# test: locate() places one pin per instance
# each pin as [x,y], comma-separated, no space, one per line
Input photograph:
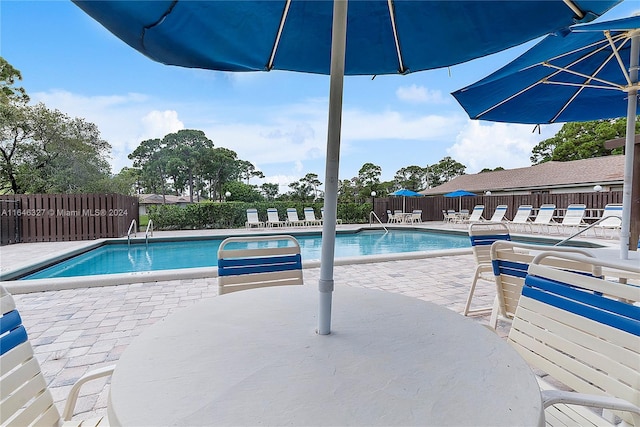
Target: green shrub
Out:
[209,215]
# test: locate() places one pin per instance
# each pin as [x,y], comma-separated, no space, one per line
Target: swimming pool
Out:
[170,255]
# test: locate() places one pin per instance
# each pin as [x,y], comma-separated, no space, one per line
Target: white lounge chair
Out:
[521,218]
[252,219]
[310,217]
[266,264]
[482,235]
[584,332]
[416,216]
[573,217]
[338,220]
[544,218]
[611,219]
[25,398]
[499,213]
[292,218]
[476,215]
[273,219]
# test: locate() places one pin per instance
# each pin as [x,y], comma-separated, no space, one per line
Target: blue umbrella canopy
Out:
[587,73]
[383,37]
[364,37]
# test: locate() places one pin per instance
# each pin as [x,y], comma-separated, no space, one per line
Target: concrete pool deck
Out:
[75,330]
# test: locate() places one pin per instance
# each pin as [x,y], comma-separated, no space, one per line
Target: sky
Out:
[275,120]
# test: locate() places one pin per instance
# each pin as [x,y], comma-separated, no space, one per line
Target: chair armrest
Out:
[553,397]
[75,390]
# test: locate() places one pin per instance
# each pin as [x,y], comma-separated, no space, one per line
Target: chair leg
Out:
[467,307]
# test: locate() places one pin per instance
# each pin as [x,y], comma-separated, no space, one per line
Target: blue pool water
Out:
[167,255]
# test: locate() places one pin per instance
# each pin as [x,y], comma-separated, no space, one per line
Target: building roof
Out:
[605,170]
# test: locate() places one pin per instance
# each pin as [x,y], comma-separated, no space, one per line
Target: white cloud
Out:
[482,145]
[159,123]
[420,95]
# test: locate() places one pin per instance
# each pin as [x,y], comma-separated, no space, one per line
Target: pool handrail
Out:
[134,226]
[149,228]
[372,213]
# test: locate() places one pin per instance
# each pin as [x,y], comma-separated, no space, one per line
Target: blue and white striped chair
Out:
[482,235]
[25,398]
[584,332]
[510,261]
[611,220]
[258,262]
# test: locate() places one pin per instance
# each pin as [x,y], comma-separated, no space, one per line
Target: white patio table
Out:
[253,357]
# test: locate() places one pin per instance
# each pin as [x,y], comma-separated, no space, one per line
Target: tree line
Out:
[46,151]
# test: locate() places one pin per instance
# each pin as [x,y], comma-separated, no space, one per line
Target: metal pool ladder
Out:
[372,215]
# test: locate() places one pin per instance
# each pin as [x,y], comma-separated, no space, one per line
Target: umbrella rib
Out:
[504,101]
[392,16]
[579,13]
[616,52]
[276,43]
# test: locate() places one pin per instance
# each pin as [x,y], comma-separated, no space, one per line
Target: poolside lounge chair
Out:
[292,218]
[482,235]
[521,218]
[611,219]
[499,213]
[510,261]
[476,215]
[338,220]
[25,397]
[573,217]
[544,219]
[267,264]
[273,219]
[584,332]
[310,217]
[416,216]
[252,219]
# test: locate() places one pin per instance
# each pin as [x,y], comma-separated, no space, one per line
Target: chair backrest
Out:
[24,395]
[612,216]
[499,213]
[522,214]
[252,215]
[272,215]
[511,260]
[476,214]
[257,262]
[574,214]
[309,214]
[482,235]
[292,214]
[545,214]
[583,331]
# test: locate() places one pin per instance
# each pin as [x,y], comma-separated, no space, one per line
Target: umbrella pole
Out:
[338,48]
[625,231]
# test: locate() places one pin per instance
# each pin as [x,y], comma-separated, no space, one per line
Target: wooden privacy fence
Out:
[65,217]
[432,206]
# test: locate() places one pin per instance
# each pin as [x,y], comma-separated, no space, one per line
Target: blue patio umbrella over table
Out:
[365,37]
[405,192]
[459,194]
[587,73]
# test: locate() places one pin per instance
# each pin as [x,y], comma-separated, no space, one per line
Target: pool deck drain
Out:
[75,330]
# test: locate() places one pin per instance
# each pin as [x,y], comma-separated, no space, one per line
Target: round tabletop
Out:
[253,357]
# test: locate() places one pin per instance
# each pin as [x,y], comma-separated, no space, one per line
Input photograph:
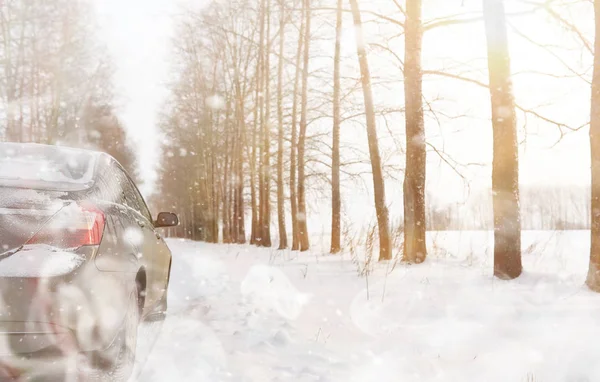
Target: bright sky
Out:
[138,34]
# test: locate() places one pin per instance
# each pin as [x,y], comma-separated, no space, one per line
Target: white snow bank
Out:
[268,288]
[41,261]
[445,320]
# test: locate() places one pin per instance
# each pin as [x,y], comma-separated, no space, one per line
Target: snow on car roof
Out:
[36,166]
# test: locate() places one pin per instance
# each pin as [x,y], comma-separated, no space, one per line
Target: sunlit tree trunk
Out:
[265,171]
[593,277]
[280,186]
[302,218]
[505,166]
[415,227]
[258,120]
[294,138]
[336,202]
[378,182]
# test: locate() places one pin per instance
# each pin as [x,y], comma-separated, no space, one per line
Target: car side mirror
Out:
[166,219]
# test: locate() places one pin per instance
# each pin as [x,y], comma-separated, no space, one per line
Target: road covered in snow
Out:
[239,313]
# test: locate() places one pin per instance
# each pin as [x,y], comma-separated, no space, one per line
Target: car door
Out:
[153,252]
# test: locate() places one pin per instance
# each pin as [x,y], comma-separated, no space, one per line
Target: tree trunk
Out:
[256,221]
[505,166]
[266,135]
[336,200]
[415,227]
[280,193]
[378,182]
[294,147]
[238,216]
[302,218]
[593,277]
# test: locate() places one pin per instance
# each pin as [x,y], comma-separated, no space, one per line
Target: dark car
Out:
[81,264]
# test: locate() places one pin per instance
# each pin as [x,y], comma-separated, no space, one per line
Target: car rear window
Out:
[46,167]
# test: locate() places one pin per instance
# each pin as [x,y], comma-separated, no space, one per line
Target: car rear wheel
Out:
[116,363]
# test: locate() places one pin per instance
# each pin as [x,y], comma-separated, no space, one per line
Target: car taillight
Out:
[73,227]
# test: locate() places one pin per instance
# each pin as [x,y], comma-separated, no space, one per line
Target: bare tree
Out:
[415,248]
[280,187]
[378,182]
[336,199]
[265,170]
[505,166]
[302,218]
[294,138]
[593,277]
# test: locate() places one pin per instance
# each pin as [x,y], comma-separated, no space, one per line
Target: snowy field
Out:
[238,313]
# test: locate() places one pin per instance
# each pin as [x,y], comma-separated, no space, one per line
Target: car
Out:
[82,263]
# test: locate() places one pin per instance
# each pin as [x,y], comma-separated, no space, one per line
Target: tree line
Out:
[264,86]
[56,78]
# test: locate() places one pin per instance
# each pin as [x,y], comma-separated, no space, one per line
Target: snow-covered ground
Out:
[238,313]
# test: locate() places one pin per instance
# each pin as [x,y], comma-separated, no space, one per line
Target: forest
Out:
[294,120]
[343,110]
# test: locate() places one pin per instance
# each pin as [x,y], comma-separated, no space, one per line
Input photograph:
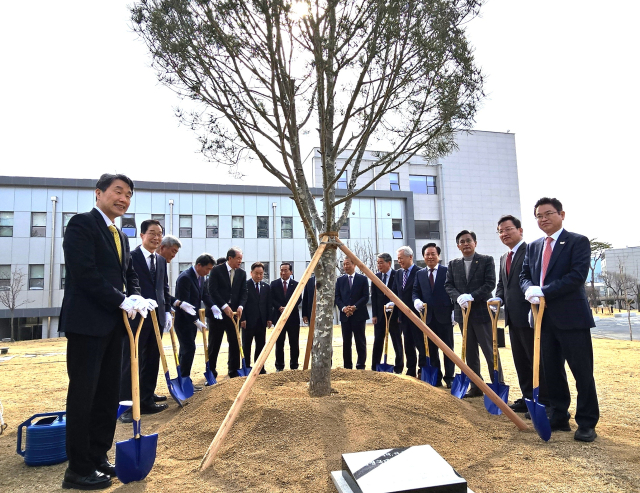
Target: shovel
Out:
[500,389]
[208,374]
[384,367]
[537,410]
[182,385]
[135,457]
[428,373]
[245,370]
[460,383]
[172,390]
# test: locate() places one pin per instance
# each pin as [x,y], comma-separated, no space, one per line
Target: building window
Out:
[129,225]
[212,226]
[394,181]
[287,227]
[185,226]
[428,229]
[263,226]
[423,184]
[344,230]
[39,224]
[6,223]
[237,226]
[396,227]
[66,217]
[5,277]
[36,276]
[160,219]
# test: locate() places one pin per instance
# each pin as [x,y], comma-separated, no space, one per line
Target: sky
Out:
[78,98]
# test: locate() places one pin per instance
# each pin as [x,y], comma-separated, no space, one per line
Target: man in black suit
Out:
[428,290]
[403,288]
[516,310]
[556,267]
[100,283]
[228,291]
[151,270]
[378,301]
[473,278]
[352,296]
[190,289]
[281,291]
[257,315]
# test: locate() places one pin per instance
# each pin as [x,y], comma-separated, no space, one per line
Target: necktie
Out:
[509,260]
[546,256]
[152,267]
[116,239]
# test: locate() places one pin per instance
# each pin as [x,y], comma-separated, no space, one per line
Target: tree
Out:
[262,74]
[597,253]
[9,296]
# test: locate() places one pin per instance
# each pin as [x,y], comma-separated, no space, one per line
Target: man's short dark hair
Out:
[148,222]
[429,245]
[205,259]
[107,179]
[557,205]
[465,232]
[508,217]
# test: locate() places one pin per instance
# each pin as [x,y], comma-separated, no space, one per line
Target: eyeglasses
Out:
[546,215]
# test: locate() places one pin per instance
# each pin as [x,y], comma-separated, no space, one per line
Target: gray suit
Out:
[479,284]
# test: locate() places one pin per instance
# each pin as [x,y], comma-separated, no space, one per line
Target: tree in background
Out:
[261,75]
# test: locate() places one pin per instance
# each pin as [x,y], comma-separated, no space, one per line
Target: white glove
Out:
[187,307]
[217,314]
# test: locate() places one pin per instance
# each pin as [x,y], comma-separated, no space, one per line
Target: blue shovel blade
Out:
[460,385]
[135,457]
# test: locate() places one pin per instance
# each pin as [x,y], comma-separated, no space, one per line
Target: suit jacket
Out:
[357,295]
[158,292]
[516,308]
[280,298]
[406,294]
[438,302]
[564,292]
[95,277]
[482,281]
[379,299]
[222,292]
[258,310]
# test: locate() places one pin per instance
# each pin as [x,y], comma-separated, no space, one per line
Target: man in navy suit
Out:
[154,284]
[352,296]
[428,290]
[281,291]
[556,267]
[190,289]
[378,301]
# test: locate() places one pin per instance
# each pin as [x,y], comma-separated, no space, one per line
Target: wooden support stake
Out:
[445,349]
[231,416]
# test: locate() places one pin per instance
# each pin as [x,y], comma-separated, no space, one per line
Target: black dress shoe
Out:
[94,481]
[153,409]
[585,434]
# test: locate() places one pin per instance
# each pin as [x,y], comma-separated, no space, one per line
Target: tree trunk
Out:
[320,382]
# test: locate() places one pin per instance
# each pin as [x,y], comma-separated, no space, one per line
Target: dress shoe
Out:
[153,408]
[585,434]
[519,406]
[94,481]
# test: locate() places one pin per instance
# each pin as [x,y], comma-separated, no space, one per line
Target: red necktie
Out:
[546,256]
[509,259]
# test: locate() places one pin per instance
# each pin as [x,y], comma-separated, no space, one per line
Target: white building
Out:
[421,202]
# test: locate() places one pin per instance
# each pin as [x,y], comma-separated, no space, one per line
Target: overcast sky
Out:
[79,98]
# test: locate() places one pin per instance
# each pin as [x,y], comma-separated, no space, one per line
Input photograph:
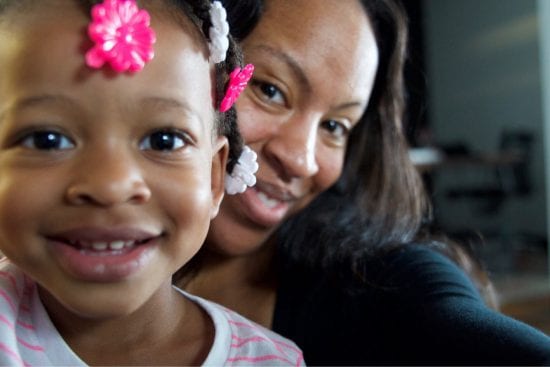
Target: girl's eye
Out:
[336,129]
[269,92]
[163,141]
[47,140]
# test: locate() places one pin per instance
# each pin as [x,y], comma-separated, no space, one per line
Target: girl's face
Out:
[108,181]
[315,62]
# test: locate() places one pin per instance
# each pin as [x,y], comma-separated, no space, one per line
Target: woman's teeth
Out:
[104,246]
[267,201]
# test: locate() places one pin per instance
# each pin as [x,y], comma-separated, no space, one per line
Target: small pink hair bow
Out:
[238,79]
[122,36]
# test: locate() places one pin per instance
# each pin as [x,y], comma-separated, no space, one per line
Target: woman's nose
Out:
[108,179]
[292,149]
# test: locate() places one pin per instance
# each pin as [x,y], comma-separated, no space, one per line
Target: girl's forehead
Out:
[55,63]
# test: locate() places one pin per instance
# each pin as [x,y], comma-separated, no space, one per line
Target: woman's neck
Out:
[246,284]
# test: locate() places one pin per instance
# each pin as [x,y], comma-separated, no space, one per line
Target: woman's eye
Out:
[47,140]
[163,141]
[336,129]
[269,92]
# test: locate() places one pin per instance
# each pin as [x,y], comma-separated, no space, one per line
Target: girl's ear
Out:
[220,153]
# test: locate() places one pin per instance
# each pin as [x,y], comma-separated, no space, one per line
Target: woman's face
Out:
[315,63]
[107,183]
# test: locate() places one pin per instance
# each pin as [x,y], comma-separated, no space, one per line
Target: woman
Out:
[341,276]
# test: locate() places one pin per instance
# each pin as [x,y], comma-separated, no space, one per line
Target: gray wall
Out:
[484,76]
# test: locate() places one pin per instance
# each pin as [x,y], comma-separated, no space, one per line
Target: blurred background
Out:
[478,120]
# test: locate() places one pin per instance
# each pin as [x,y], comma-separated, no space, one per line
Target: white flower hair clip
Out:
[219,33]
[243,174]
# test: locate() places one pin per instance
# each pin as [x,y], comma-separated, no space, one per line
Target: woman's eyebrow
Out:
[288,60]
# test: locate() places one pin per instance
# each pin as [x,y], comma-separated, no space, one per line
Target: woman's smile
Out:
[103,254]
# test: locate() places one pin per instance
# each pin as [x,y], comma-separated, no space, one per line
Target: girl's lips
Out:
[103,255]
[262,208]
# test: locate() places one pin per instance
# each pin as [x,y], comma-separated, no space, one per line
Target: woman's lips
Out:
[103,255]
[265,208]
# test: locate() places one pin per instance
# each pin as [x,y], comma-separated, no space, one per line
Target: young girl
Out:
[112,158]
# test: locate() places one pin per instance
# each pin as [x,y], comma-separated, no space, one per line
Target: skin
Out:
[102,178]
[315,62]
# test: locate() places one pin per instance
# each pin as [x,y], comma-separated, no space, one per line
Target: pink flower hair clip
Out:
[122,36]
[243,175]
[238,79]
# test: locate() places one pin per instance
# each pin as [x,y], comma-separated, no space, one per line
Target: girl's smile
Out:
[103,254]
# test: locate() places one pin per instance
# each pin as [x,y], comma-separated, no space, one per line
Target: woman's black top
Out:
[414,306]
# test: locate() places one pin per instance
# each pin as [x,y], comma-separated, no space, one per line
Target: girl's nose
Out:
[292,149]
[108,180]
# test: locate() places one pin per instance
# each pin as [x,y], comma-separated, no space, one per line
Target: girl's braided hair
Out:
[198,12]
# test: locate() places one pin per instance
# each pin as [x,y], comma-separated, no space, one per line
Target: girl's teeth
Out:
[267,201]
[115,245]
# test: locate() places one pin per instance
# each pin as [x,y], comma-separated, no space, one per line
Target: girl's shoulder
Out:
[240,341]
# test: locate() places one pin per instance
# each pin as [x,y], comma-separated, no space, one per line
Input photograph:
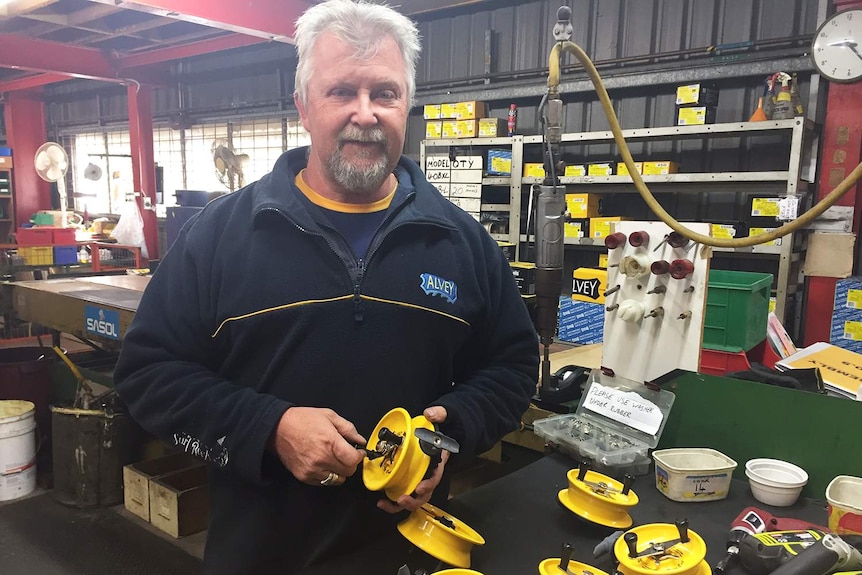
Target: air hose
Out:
[801,222]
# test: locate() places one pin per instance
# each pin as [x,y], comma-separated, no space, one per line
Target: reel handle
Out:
[628,481]
[682,528]
[631,540]
[566,556]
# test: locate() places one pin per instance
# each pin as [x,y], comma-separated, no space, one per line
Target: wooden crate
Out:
[179,501]
[137,477]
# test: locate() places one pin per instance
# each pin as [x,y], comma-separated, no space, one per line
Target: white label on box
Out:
[788,208]
[467,204]
[626,407]
[465,190]
[442,162]
[459,176]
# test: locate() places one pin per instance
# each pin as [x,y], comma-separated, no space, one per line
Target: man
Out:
[290,316]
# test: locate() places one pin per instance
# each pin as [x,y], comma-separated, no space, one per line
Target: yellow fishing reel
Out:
[401,451]
[440,535]
[598,498]
[565,565]
[662,549]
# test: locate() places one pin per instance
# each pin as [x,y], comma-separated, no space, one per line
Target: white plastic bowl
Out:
[775,482]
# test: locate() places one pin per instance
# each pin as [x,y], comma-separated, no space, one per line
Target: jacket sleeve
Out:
[496,374]
[166,373]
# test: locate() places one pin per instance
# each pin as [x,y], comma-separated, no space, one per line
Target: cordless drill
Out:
[763,554]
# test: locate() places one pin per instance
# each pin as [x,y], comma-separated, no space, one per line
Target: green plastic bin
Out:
[737,305]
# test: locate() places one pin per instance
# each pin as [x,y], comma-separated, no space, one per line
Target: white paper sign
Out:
[626,407]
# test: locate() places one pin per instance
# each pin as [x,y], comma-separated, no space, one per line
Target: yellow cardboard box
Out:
[724,231]
[623,170]
[576,229]
[448,111]
[492,127]
[468,128]
[660,168]
[471,110]
[434,129]
[589,285]
[450,129]
[600,169]
[768,207]
[532,170]
[601,227]
[432,111]
[583,206]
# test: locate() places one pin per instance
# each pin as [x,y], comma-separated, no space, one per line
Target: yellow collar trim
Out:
[318,200]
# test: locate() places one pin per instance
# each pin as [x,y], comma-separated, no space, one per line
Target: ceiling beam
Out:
[268,19]
[18,7]
[29,82]
[187,50]
[22,53]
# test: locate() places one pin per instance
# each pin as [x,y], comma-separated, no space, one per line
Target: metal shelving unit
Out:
[790,182]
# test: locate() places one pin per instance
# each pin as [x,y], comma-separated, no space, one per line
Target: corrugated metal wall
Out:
[497,51]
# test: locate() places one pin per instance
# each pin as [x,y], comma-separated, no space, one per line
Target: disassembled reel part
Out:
[670,548]
[599,498]
[564,565]
[440,535]
[407,449]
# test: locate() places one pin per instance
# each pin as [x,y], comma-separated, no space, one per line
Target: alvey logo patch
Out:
[435,285]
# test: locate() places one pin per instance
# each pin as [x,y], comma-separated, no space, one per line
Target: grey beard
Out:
[350,177]
[358,179]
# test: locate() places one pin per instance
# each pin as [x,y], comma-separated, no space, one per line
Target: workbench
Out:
[65,305]
[523,523]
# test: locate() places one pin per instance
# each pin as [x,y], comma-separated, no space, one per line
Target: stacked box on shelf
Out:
[37,255]
[846,328]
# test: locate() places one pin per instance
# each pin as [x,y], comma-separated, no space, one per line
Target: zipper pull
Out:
[358,306]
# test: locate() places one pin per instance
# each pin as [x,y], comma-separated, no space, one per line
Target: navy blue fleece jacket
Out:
[260,305]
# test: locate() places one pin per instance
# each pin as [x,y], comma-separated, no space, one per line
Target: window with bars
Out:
[186,158]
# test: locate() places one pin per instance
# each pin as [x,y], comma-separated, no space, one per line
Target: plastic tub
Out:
[775,482]
[737,306]
[844,495]
[693,474]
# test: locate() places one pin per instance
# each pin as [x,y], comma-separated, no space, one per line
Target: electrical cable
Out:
[653,204]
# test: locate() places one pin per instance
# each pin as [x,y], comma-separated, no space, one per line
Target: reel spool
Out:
[441,536]
[598,498]
[406,448]
[566,566]
[662,548]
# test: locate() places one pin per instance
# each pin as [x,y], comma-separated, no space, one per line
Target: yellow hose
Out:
[654,205]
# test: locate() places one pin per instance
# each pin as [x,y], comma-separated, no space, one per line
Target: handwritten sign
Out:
[626,407]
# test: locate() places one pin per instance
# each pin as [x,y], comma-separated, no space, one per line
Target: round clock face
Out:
[837,47]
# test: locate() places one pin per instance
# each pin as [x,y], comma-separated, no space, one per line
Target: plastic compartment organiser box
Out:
[693,474]
[737,306]
[616,424]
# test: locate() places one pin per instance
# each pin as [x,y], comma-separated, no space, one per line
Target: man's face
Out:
[356,113]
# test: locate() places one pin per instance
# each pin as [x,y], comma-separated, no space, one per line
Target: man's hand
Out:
[423,492]
[315,442]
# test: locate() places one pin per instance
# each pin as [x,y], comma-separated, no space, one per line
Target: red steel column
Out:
[143,163]
[841,152]
[25,131]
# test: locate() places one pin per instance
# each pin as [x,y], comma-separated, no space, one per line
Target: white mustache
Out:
[373,135]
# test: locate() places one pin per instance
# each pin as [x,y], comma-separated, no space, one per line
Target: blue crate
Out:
[65,255]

— What this task involves —
Return every line of the rows above that contains the word "dark", matching case exactly.

— Task solution —
Target: dark car
Target: man's short dark hair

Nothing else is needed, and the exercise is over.